* **Página**
Seu representante tem, ao mesmo tempo, que aparecer como seu senhor, como autoridade sobre eles,
como um poder governamental ilimitado que os protege das demais classes e que do alto lhes manda o
sol ou a chuva. A influência política dos pequenos camponeses, portanto, encontra sua expressão final no
fato de que o Poder Executivo submete ao seu domínio a sociedade.
A tradição histórica originou nos camponeses franceses a crença no milagre de que um homem chamado
Napoleão restituiria a eles toda a glória passada. E surgiu um indivíduo que se faz passar por esse homem
porque carrega o nome de Napoleão, em virtude do Code Napoléon,(28) que estabelece: La recherche de
la paternité est interdite.(29) Depois de 20 anos de vagabundagem e depois de uma série de aventuras
grotescas, a lenda se consuma e o homem se torna imperador dos franceses. A idéia fixa do sobrinho
realizou-se porque coincidia com a idéia fixa da classe mais numerosa do povo francês.
Mas, pode-se objetar: e os levantes camponeses na metade da França, as investidas do exército contra os
camponeses, as prisões e deportações em massa de camponeses?
A França não experimentara, desde Luís XIV, uma semelhante perseguição de camponeses "por motivos
demagógicos".
É preciso que fique bem claro. A dinastia de Bonaparte representa não o camponês revolucionário, mas o
conservador; não o camponês que luta para escapar às condições de sua existência social, a pequena
propriedade, mas antes o camponês que quer consolidar sua propriedade; não a população rural que,
ligada à das cidades, quer derrubar a velha ordem de coisas por meio de seus próprios esforços, mas, pelo
contrário, aqueles que, presos por essa velha ordem em um isolamento embrutecedor, querem ver-se a si
próprios e suas propriedades salvos e beneficiados pelo fantasma do Império. Bonaparte representa não o
esclarecimento, mas a superstição do camponês; não o seu bom-senso, mas o seu preconceito; não o seu
futuro, mas o seu passado; não a sua moderna Cevènnes, mas a sua moderna Vendée.

* **Dados extraídos**

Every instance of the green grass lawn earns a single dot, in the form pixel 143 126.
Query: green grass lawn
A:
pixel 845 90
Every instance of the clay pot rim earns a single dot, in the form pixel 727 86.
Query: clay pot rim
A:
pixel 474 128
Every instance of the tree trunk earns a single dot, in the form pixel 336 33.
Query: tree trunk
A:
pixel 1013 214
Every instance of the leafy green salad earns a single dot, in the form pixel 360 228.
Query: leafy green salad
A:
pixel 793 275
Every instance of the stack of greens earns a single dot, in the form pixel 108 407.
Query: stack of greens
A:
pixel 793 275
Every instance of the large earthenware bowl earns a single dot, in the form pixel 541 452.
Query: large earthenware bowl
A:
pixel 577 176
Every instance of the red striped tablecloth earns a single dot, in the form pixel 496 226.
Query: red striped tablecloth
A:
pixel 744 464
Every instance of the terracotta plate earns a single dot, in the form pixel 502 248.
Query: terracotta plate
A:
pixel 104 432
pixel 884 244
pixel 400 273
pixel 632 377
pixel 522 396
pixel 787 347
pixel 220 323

==

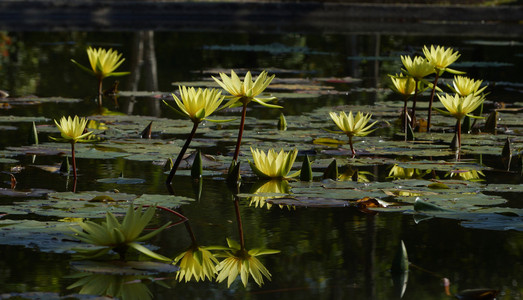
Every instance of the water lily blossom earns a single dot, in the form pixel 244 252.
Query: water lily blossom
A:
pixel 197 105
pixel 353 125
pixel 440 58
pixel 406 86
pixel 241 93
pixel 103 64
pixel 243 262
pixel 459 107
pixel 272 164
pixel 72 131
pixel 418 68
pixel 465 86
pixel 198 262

* **Instruções de trabalho**
- 1) Diga se cada afirmação abaixo está de acordo com o texto sobre os camponeses franceses, respondendo sim ou não e citando exatamente as palavras do texto que decidem a questão.
(a) A dinastia de Bonaparte representa o camponês conservador.
(b) O homem se torna imperador dos franceses depois de dez anos de vagabundagem.
(c) Bonaparte representa o bom-senso do camponês.
- 2) Responda às perguntas com base no texto sobre os camponeses franceses.
(a) Desde qual rei a França não experimentara uma semelhante perseguição de camponeses?
(b) Em que fato a influência política dos pequenos camponeses encontra sua expressão final?
(c) Com que coincidia a idéia fixa do sobrinho?
- 3) Imprima o trecho do texto sobre os camponeses franceses entre "A França não" e "sua moderna Vendée.", inclusive.

* **Lista de soluções**
- 1)
(a) Sim: "A dinastia de Bonaparte representa não o camponês revolucionário, mas o conservador"
(b) Não: "Depois de 20 anos de vagabundagem"
(c) Não: "não o seu bom-senso, mas o seu preconceito"

- 2)
(a) Desde Luís XIV.
(b) No fato de que o Poder Executivo submete ao seu domínio a sociedade.
(c) Com a idéia fixa da classe mais numerosa do povo francês.

- 3)
A França não experimentara, desde Luís XIV, uma semelhante perseguição de camponeses "por motivos
demagógicos".
É preciso que fique bem claro. A dinastia de Bonaparte representa não o camponês revolucionário, mas o
conservador; não o camponês que luta para escapar às condições de sua existência social, a pequena
propriedade, mas antes o camponês que quer consolidar sua propriedade; não a população rural que,
ligada à das cidades, quer derrubar a velha ordem de coisas por meio de seus próprios esforços, mas, pelo
contrário, aqueles que, presos por essa velha ordem em um isolamento embrutecedor, querem ver-se a si
próprios e suas propriedades salvos e beneficiados pelo fantasma do Império. Bonaparte representa não o
esclarecimento, mas a superstição do camponês; não o seu bom-senso, mas o seu preconceito; não o seu
futuro, mas o seu passado; não a sua moderna Cevènnes, mas a sua moderna Vendée.